**WHAT TO PRODUCE**
Write the records below as a JSON list of strings, with each line as its own string and blank lines omitted.

**RECORDS FOR THE TASK**
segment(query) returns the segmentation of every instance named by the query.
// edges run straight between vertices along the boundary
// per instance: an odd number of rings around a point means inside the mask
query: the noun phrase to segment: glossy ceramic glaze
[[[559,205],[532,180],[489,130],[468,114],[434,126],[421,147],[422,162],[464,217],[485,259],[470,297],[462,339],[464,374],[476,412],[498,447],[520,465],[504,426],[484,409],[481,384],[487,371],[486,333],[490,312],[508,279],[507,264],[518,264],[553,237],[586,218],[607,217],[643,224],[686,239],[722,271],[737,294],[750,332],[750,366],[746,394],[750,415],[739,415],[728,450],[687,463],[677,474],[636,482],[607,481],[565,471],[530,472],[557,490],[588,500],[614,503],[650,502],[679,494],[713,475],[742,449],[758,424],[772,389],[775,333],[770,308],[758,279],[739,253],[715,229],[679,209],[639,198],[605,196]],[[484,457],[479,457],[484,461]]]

**COMPLETE RESPONSE**
[
  "segment(query) returns the segmentation of every instance named by the query.",
  "// edges run straight between vertices along the boundary",
  "// per instance: an odd number of rings around a point means inside the mask",
  "query: the noun phrase to segment: glossy ceramic glaze",
  "[[[559,205],[532,180],[489,130],[468,114],[434,126],[421,147],[422,162],[464,217],[485,259],[470,297],[462,339],[464,374],[476,412],[498,447],[520,465],[504,426],[484,409],[481,384],[487,371],[486,333],[490,312],[508,279],[507,264],[518,264],[553,237],[586,218],[607,217],[643,224],[686,239],[722,271],[737,294],[750,332],[750,366],[746,394],[750,415],[739,415],[728,450],[687,463],[677,474],[636,482],[607,481],[565,471],[530,472],[557,490],[588,500],[614,503],[650,502],[679,494],[713,475],[742,449],[758,424],[772,389],[775,333],[770,308],[758,279],[739,253],[715,229],[679,209],[639,198],[605,196]],[[484,457],[479,457],[484,461]]]"
]